**Required tasks:**
[1] In the highway trust fund article, what portion of its annual funding does Iowa's Department of Transportation receive from federal sources?
[2] Reproduce part of the highway trust fund article, starting at the words "The root of" and ending after "from federal sources.", with "gas guzzlers" swapped out for "older vehicles".

START Document extract

Budget & Taxes
FEDERAL HIGHWAY TRUST FUND RUNNING ON FUMES: For quite some time, state and local transportation officials have been anxiously watching the federal highway trust fund shrink and waiting for Congress to do something about it.
"We've seen it coming like a slow-motion train crash," said Randy Peters, director of Nebraska's Department of Roads.
The root of the problem with the trust fund is that it relies primarily on federal gas tax revenues, which have been declining as Americans have traded in their gas guzzlers for more fuel-efficient cars. The fund is down to several billion dollars, and unless federal lawmakers act, its balance will drop to zero later this year. "That would have huge impacts for all states and local jurisdictions that rely on federal funding as major components of their highway and bridge programs," said Stuart Anderson, an administrator at Iowa's Department of Transportation, which receives half of its annual funding from federal sources.
State transportation officials are making contingency plans. For instance, Iowa's Transportation Commission approved criteria last week for determining which projects the state will put on hold if federal transportation funding dries up.

END Document extract
START Dataset content

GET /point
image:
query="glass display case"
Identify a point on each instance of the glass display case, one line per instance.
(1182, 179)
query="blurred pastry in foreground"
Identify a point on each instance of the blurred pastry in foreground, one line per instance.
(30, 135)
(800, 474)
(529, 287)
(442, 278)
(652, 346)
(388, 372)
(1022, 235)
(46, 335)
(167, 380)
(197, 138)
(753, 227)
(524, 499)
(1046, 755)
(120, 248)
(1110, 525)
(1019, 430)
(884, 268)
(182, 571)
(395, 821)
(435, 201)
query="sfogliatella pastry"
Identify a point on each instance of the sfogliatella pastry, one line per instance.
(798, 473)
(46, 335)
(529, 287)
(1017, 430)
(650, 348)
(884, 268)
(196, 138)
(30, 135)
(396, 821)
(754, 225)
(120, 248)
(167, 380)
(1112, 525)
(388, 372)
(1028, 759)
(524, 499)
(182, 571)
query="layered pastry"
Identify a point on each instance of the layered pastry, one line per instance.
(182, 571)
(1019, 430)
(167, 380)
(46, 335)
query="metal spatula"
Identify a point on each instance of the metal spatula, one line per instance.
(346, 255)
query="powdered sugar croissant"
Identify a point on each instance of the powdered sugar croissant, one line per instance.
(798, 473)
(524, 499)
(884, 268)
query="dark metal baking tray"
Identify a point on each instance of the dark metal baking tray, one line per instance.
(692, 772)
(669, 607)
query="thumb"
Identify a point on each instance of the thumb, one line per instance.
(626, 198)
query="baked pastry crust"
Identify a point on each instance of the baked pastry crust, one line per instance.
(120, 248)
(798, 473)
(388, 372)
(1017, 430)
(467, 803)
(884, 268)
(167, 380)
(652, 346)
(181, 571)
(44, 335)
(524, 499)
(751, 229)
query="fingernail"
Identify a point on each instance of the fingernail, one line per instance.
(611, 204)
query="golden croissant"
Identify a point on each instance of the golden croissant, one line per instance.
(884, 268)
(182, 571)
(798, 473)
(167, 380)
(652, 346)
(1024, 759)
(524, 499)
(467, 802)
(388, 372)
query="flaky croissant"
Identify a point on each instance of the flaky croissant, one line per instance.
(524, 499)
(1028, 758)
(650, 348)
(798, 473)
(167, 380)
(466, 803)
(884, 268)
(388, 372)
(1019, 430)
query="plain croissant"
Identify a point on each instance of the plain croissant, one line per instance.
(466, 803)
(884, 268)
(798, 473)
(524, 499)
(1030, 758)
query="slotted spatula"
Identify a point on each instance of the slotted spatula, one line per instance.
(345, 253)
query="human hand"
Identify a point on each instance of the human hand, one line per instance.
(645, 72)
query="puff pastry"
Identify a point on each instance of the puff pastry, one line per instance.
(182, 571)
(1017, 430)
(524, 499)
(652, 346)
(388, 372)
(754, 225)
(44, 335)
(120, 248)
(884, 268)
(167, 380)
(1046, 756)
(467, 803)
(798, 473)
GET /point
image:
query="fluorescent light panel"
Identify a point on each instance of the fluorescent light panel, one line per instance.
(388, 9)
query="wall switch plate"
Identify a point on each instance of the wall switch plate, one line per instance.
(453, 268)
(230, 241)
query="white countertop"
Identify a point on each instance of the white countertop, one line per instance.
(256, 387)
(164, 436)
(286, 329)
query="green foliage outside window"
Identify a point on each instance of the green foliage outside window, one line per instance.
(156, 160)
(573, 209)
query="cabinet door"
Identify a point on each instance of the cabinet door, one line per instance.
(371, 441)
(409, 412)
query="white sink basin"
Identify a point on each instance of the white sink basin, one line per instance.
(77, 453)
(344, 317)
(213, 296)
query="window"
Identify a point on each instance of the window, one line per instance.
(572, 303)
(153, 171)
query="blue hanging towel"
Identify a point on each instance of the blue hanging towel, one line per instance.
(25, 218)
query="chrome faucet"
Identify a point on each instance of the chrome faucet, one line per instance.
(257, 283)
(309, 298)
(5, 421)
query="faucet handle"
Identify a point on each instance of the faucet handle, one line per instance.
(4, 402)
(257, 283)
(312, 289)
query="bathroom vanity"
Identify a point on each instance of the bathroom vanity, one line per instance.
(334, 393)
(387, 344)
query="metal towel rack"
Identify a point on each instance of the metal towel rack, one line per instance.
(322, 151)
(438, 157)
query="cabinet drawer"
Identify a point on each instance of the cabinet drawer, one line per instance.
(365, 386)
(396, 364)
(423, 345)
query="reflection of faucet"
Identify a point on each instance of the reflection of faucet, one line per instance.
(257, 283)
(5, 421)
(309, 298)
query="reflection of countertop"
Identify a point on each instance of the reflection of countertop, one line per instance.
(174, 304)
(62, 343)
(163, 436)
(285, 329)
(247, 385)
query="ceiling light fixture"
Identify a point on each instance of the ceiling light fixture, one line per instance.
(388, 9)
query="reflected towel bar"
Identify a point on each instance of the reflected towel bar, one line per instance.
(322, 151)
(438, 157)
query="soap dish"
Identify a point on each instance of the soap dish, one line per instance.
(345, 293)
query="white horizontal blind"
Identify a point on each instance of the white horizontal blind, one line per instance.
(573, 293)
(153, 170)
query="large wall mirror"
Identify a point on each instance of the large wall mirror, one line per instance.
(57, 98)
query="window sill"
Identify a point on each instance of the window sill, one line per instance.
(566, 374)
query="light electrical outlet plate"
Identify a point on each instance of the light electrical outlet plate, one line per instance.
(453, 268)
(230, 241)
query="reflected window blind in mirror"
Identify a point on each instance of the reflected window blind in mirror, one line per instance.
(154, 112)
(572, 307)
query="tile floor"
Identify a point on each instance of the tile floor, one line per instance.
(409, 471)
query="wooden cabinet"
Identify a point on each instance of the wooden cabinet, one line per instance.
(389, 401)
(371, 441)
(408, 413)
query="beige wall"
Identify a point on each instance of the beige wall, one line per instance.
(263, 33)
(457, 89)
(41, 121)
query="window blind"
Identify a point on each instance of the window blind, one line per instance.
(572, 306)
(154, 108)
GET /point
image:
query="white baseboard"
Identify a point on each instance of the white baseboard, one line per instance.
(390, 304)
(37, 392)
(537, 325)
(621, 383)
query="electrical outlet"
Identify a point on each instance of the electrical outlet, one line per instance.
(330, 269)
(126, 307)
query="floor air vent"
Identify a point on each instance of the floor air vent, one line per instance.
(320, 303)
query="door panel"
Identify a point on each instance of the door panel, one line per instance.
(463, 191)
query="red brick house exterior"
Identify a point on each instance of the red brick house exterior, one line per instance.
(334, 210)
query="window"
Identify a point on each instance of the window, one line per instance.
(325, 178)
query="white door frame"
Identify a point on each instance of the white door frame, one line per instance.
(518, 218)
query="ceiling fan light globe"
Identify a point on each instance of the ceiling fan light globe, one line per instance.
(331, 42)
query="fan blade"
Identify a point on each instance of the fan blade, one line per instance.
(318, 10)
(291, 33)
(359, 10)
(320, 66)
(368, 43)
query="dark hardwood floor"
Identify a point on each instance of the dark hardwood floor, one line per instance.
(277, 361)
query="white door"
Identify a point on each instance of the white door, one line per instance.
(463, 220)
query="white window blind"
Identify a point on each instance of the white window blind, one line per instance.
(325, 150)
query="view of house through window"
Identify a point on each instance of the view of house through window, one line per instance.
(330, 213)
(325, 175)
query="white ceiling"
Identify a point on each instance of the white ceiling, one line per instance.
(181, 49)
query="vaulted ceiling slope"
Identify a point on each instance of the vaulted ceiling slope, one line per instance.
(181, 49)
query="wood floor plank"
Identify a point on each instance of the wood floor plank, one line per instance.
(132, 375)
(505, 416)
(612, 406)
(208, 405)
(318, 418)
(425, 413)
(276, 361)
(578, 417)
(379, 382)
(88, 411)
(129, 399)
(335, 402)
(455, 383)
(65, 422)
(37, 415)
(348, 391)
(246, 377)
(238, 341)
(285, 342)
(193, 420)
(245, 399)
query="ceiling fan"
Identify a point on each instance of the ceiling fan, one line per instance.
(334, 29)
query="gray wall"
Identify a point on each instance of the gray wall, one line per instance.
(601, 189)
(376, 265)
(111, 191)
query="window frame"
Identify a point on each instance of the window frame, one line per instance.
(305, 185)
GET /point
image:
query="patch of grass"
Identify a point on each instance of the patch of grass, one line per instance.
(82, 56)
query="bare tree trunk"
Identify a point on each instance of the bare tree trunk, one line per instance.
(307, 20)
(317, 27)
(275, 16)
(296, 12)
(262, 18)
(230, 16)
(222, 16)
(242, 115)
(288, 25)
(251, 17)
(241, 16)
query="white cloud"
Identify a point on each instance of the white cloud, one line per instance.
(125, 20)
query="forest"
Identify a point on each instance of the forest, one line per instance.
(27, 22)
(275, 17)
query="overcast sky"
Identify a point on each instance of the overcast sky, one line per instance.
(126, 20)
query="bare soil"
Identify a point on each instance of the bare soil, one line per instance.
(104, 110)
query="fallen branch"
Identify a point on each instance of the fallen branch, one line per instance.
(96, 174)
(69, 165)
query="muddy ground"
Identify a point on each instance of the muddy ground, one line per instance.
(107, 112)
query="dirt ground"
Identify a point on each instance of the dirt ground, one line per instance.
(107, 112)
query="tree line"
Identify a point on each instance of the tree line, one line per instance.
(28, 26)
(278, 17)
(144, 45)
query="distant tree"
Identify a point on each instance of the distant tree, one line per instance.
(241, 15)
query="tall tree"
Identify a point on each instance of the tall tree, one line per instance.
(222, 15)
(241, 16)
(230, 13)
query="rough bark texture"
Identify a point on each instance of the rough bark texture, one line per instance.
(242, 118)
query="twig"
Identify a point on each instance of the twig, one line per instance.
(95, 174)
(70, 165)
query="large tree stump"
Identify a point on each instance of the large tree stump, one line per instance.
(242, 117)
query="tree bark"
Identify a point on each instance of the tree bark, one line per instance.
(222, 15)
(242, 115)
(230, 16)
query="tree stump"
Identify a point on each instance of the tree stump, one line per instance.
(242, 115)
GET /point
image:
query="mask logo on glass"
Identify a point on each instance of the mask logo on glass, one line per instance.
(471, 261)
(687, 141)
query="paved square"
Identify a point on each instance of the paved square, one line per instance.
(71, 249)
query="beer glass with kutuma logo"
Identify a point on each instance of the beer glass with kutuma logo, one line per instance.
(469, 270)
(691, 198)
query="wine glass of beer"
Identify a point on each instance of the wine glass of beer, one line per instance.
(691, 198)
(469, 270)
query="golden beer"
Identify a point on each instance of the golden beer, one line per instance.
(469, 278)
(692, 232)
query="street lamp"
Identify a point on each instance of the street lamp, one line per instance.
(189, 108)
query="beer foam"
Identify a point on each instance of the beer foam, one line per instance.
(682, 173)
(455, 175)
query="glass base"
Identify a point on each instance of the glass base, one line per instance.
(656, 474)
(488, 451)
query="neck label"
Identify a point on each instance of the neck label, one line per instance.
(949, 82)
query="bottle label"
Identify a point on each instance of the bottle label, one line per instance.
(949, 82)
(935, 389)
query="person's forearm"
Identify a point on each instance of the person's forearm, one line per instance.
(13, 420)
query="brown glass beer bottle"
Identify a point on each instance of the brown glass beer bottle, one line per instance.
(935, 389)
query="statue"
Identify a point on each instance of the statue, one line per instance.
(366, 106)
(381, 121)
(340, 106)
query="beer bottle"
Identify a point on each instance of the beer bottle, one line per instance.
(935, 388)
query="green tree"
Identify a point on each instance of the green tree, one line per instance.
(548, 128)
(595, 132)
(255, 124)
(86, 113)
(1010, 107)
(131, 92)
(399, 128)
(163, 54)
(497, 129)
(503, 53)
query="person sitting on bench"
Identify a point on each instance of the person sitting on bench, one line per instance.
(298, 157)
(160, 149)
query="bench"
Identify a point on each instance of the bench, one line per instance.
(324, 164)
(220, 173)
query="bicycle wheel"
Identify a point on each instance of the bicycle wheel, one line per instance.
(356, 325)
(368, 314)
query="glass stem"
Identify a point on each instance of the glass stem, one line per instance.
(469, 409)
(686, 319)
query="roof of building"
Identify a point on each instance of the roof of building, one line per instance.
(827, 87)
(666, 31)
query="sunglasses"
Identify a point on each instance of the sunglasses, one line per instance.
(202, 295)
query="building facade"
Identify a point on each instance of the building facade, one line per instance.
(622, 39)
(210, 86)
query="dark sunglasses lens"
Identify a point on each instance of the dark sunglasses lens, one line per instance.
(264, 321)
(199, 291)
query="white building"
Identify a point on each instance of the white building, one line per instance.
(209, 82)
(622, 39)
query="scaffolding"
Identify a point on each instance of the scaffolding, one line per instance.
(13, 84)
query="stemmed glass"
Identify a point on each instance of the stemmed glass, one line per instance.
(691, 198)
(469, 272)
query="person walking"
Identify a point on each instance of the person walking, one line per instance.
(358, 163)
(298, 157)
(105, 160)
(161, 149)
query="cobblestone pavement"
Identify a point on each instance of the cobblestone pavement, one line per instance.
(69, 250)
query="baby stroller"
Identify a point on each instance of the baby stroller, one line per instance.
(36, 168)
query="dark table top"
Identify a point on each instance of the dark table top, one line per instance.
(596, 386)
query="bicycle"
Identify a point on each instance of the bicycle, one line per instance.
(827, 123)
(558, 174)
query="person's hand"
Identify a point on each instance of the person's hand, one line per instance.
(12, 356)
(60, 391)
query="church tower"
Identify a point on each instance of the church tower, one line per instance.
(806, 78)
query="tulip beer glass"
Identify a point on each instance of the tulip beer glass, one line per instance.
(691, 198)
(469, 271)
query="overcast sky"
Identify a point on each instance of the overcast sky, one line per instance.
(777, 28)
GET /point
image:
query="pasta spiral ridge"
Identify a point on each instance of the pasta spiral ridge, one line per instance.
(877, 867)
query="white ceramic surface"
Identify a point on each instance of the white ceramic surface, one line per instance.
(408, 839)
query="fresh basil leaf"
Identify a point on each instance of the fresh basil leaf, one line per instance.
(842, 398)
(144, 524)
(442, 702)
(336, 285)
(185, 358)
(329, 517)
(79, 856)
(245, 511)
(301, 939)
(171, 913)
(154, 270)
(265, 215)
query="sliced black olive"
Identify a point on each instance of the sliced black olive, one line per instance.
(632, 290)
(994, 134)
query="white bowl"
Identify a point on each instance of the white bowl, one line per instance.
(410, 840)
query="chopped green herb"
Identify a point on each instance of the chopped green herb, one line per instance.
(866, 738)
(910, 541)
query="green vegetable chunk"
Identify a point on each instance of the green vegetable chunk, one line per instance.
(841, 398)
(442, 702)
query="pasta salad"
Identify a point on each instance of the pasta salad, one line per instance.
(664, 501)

END Dataset content

**Task solutions:**
[1] Half of its annual funding comes from federal sources.

[2]
The root of the problem with the trust fund is that it relies primarily on federal gas tax revenues, which have been declining as Americans have traded in their older vehicles for more fuel-efficient cars. The fund is down to several billion dollars, and unless federal lawmakers act, its balance will drop to zero later this year. "That would have huge impacts for all states and local jurisdictions that rely on federal funding as major components of their highway and bridge programs," said Stuart Anderson, an administrator at Iowa's Department of Transportation, which receives half of its annual funding from federal sources.